→ **Provided data**

^^^^^^^^^^^^^^^^

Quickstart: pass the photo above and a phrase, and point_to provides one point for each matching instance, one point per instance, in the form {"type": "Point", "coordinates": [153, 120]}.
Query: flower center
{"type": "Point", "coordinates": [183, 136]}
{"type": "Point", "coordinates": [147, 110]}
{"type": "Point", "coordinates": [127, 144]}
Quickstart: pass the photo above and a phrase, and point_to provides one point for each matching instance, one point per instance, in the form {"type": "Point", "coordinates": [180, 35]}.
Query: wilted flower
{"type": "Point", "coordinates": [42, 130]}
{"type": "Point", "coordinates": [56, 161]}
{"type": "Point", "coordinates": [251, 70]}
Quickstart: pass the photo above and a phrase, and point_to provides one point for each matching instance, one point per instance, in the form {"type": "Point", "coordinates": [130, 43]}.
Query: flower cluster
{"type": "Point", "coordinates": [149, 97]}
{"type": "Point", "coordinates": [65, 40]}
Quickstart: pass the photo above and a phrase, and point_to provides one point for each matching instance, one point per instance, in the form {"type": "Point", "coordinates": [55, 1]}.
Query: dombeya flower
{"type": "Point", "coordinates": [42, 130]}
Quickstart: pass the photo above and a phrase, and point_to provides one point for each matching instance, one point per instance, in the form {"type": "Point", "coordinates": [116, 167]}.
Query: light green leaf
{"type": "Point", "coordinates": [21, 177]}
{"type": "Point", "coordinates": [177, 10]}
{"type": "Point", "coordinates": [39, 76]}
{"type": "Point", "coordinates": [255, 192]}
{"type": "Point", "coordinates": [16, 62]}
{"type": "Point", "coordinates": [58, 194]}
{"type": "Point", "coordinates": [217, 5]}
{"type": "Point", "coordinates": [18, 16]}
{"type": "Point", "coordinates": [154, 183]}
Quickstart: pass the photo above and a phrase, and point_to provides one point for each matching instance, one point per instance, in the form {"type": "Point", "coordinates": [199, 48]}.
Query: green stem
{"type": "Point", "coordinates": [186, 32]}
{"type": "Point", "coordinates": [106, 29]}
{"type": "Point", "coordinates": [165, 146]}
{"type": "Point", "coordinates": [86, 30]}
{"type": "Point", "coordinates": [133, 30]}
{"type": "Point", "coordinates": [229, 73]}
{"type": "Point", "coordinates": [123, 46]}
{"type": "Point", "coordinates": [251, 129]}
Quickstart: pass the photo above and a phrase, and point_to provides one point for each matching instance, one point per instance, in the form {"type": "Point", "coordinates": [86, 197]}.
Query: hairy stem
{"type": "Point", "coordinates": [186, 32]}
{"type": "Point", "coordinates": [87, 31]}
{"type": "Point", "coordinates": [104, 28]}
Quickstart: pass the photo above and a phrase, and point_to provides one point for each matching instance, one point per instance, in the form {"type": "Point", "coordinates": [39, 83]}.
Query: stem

^^^^^^^^^^^^^^^^

The entries above are to be output exactly as they appear.

Quickstart: pass the photo above and a phrase, and point_to provides one point for each matching instance, one point per instance, in the form {"type": "Point", "coordinates": [153, 120]}.
Query: flower center
{"type": "Point", "coordinates": [183, 136]}
{"type": "Point", "coordinates": [147, 110]}
{"type": "Point", "coordinates": [127, 144]}
Quickstart: pass the photo above and a phrase, and point_to provides one point for each matching instance, one point per instance, in the form {"type": "Point", "coordinates": [180, 35]}.
Query: wilted flower
{"type": "Point", "coordinates": [42, 130]}
{"type": "Point", "coordinates": [56, 161]}
{"type": "Point", "coordinates": [251, 70]}
Quickstart: pass the photo above and a phrase, and point_to provides one point for each matching instance, one point per instance, in the form {"type": "Point", "coordinates": [130, 43]}.
Query: flower cluster
{"type": "Point", "coordinates": [149, 97]}
{"type": "Point", "coordinates": [65, 40]}
Quickstart: pass the photo above and a phrase, and point_to provides one point for each matching instance, one point per instance, in the form {"type": "Point", "coordinates": [55, 1]}.
Query: dombeya flower
{"type": "Point", "coordinates": [42, 130]}
Quickstart: pass the photo above and a phrase, and point_to provides one point for each matching instance, one point per instance, in the form {"type": "Point", "coordinates": [116, 167]}.
Query: light green leaf
{"type": "Point", "coordinates": [21, 177]}
{"type": "Point", "coordinates": [177, 10]}
{"type": "Point", "coordinates": [39, 76]}
{"type": "Point", "coordinates": [255, 192]}
{"type": "Point", "coordinates": [16, 62]}
{"type": "Point", "coordinates": [58, 194]}
{"type": "Point", "coordinates": [217, 5]}
{"type": "Point", "coordinates": [18, 16]}
{"type": "Point", "coordinates": [154, 183]}
Quickstart: pass the photo above and a phrase, and point_to provides one point for each matching instance, one point per instance, in the form {"type": "Point", "coordinates": [199, 48]}.
Query: green stem
{"type": "Point", "coordinates": [186, 32]}
{"type": "Point", "coordinates": [106, 29]}
{"type": "Point", "coordinates": [165, 146]}
{"type": "Point", "coordinates": [86, 30]}
{"type": "Point", "coordinates": [133, 30]}
{"type": "Point", "coordinates": [229, 73]}
{"type": "Point", "coordinates": [123, 46]}
{"type": "Point", "coordinates": [251, 129]}
Quickstart: pass the photo above and a phrase, and point_to provides one point for each matching instance, one point per instance, in the form {"type": "Point", "coordinates": [86, 197]}.
Query: hairy stem
{"type": "Point", "coordinates": [186, 32]}
{"type": "Point", "coordinates": [87, 31]}
{"type": "Point", "coordinates": [104, 28]}
Quickstart: pass the photo above and a phrase, and point_to provides one point for each matching instance, one point per instance, in the form {"type": "Point", "coordinates": [39, 83]}.
Query: stem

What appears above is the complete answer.